■ SHORT EXERCISE ■
Could you write out the lines from the one with "Exercise. Locate the window" through the last line, substituting "mark" for "tag" and leaving everything else unchanged?

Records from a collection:
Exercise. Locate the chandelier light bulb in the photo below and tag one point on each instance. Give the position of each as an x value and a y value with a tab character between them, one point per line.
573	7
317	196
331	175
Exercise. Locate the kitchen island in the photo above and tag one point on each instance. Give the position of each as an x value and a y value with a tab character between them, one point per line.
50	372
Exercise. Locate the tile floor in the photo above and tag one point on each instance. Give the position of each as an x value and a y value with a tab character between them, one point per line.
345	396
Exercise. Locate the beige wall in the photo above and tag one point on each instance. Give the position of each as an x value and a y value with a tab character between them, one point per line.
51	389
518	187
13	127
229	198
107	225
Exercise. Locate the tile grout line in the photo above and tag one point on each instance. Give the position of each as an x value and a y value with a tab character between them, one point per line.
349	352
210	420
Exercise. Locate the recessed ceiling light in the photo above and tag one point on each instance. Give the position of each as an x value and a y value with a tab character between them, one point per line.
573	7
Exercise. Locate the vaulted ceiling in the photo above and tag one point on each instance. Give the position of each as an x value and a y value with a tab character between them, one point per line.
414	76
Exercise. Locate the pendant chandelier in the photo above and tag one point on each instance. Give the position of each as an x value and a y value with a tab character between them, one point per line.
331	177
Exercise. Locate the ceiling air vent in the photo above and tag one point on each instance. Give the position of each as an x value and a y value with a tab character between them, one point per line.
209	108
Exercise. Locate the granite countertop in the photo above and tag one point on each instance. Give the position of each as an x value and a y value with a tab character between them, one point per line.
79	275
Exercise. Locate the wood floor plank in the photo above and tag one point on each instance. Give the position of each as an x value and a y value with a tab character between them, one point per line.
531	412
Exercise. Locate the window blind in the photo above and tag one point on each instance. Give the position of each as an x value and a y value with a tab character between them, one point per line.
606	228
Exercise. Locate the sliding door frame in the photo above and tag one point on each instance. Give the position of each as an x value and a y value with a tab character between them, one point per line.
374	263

■ SOLUTION FOR THIS EXERCISE ■
Exercise. Locate the window blind in the photo above and mark one point on each instance. Give the position of each as an x value and a y value with a tab character between them, one point per line.
606	228
Exercise. Locate the sliding door frame in the photo above and mark one point on each instance. Give the position of each as an x value and a y value with a tab character between them, one point per line.
374	263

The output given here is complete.